Problem details | Could you copy every record below exactly, leaving out the pictures?

☆ ☆ ☆ ☆ ☆

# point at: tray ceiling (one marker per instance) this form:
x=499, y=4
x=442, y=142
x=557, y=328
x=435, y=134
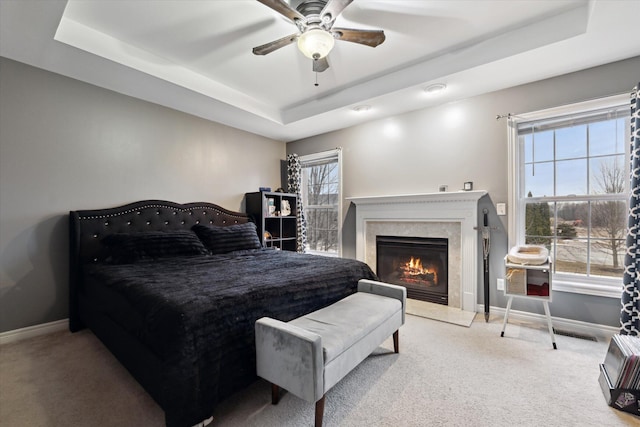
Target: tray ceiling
x=195, y=56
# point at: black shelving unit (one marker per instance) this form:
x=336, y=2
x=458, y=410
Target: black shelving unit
x=276, y=227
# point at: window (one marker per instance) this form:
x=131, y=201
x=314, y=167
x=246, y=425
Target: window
x=322, y=201
x=569, y=186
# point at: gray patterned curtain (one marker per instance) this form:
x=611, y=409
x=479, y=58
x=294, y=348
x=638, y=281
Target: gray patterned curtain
x=630, y=313
x=294, y=185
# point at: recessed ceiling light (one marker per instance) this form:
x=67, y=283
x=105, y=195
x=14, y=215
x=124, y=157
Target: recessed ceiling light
x=435, y=88
x=361, y=108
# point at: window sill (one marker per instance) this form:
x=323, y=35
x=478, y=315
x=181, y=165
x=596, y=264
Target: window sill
x=587, y=289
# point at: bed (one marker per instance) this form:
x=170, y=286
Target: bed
x=180, y=318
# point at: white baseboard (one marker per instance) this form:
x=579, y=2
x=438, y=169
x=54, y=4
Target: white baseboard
x=33, y=331
x=602, y=332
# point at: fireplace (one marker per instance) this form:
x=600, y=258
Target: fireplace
x=449, y=215
x=418, y=263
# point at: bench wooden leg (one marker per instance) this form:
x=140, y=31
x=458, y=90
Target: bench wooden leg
x=319, y=412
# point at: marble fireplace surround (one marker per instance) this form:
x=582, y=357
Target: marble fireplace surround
x=452, y=215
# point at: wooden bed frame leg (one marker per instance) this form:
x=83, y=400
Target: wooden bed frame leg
x=319, y=412
x=275, y=394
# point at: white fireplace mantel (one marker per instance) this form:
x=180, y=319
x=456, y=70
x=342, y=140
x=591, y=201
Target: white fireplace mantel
x=445, y=207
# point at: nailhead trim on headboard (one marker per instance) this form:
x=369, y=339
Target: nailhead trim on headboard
x=88, y=227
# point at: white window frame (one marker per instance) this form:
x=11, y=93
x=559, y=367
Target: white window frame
x=319, y=157
x=600, y=286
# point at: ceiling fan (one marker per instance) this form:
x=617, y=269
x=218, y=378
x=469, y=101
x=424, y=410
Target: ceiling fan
x=316, y=35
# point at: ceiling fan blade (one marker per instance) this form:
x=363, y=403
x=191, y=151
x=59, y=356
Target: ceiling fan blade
x=332, y=9
x=274, y=45
x=367, y=37
x=320, y=64
x=284, y=9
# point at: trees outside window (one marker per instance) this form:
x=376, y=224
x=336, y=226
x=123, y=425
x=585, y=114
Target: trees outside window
x=572, y=192
x=321, y=198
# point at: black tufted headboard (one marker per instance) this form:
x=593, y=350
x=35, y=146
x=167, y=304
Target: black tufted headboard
x=88, y=227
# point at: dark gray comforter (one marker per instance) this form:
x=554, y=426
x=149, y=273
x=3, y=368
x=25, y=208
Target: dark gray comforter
x=197, y=314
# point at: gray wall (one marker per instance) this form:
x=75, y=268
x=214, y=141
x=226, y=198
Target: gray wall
x=462, y=141
x=67, y=145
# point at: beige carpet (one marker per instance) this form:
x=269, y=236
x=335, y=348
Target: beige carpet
x=445, y=375
x=440, y=312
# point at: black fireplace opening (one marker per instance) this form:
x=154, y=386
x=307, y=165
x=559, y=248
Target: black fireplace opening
x=417, y=263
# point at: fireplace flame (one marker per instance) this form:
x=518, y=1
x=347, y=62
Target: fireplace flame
x=414, y=268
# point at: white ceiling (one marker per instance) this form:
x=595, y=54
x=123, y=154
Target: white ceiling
x=195, y=56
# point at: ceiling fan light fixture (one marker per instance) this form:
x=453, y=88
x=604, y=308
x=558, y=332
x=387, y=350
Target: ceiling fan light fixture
x=315, y=43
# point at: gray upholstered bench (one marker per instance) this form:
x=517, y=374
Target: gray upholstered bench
x=309, y=355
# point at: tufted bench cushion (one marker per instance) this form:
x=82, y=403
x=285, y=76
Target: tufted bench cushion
x=343, y=324
x=309, y=355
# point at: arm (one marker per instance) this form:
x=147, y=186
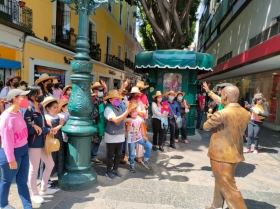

☆ ☆ ☆ ☆ ☆

Response to this exercise |
# point at: tray ceiling (one marker per instance) this form:
x=499, y=4
x=442, y=142
x=557, y=328
x=435, y=134
Target: tray ceiling
x=195, y=56
# point at: black shelving unit (one marker per instance) this form:
x=336, y=2
x=458, y=410
Target: black shelving unit
x=276, y=227
# point at: window (one marker per instance) this form:
x=131, y=201
x=314, y=167
x=246, y=425
Target: window
x=322, y=201
x=569, y=186
# point at: gray patterned curtain (one marker per instance) this form:
x=611, y=409
x=479, y=58
x=294, y=348
x=638, y=281
Target: gray patterned curtain
x=630, y=313
x=294, y=185
# point at: recessed ceiling light (one marker per instance) this form:
x=67, y=283
x=105, y=195
x=14, y=215
x=124, y=157
Target: recessed ceiling light
x=435, y=88
x=361, y=108
# point at: window sill (one marker per instance) this form:
x=323, y=35
x=478, y=315
x=181, y=165
x=596, y=264
Target: window sill
x=587, y=289
# point at: bed (one marker per instance) this form:
x=170, y=286
Target: bed
x=180, y=318
# point at: white baseboard (one marker per instance) this form:
x=579, y=2
x=438, y=169
x=54, y=4
Target: white baseboard
x=33, y=331
x=602, y=332
# point at: fireplace (one marker per instance) this form:
x=600, y=258
Target: fireplace
x=449, y=215
x=418, y=263
# point at: bench wooden leg (one marker per instance) this form:
x=140, y=31
x=458, y=90
Target: bench wooden leg
x=319, y=412
# point at: marble fireplace surround (one marker per instance) this form:
x=582, y=357
Target: marble fireplace surround
x=452, y=215
# point at: wooden bed frame leg (one marker per instance) this form:
x=83, y=400
Target: wooden bed frame leg
x=319, y=412
x=275, y=394
# point at: white fireplace mantel (one marker per instance) this form:
x=180, y=319
x=456, y=70
x=342, y=140
x=591, y=201
Target: white fireplace mantel
x=445, y=207
# point at: nailhead trim on headboard (one marker per instance) this form:
x=369, y=339
Target: nailhead trim on headboard
x=88, y=227
# point at: white window frame (one marker per instance) this form:
x=11, y=93
x=559, y=367
Target: white window frame
x=319, y=157
x=600, y=286
# point at: ceiling fan (one marker per instance) this form:
x=617, y=269
x=218, y=378
x=469, y=101
x=424, y=410
Target: ceiling fan
x=316, y=35
# point at: ceiling fan blade (one marker per instance) this form:
x=363, y=403
x=191, y=151
x=59, y=356
Target: ceiling fan blade
x=332, y=9
x=274, y=45
x=367, y=37
x=320, y=64
x=284, y=9
# point at: trees outside window (one marker per instance) this form:
x=376, y=224
x=336, y=226
x=123, y=425
x=585, y=114
Target: trees outside window
x=572, y=192
x=321, y=198
# point at: black tufted headboard (one marker per instance) this form:
x=593, y=350
x=35, y=146
x=167, y=304
Target: black tufted headboard
x=88, y=227
# point at: dark gray comforter (one marker per instance) this form:
x=554, y=426
x=149, y=273
x=3, y=368
x=25, y=208
Target: dark gray comforter
x=197, y=314
# point at: gray wall (one marker per instance) this form:
x=75, y=268
x=214, y=141
x=226, y=198
Target: gray wall
x=462, y=141
x=67, y=145
# point at: beige carpet (one marker per instance) this form:
x=269, y=236
x=335, y=348
Target: beige carpet
x=445, y=375
x=440, y=312
# point at: black fireplace opening (one marker per instance) this form:
x=154, y=386
x=307, y=165
x=559, y=248
Target: black fireplace opening
x=417, y=263
# point at: fireplace flame (one marker per instance) this form:
x=518, y=1
x=347, y=62
Target: fireplace flame
x=414, y=268
# point at: white ceiling (one marker per instance) this form:
x=595, y=54
x=123, y=154
Target: white ceiling
x=195, y=56
# point at: ceiling fan light fixture (one marker per instance) this form:
x=453, y=88
x=604, y=308
x=558, y=332
x=387, y=350
Target: ceiling fan light fixture
x=315, y=43
# point at: gray upholstered bench (one marker per instance) this form:
x=517, y=374
Target: gray upholstered bench
x=309, y=355
# point at: tufted bench cushion (one marker per instance) this form:
x=82, y=403
x=285, y=76
Target: tufted bench cushion
x=343, y=324
x=309, y=355
# point at: arm (one marker per instance) this form:
x=147, y=186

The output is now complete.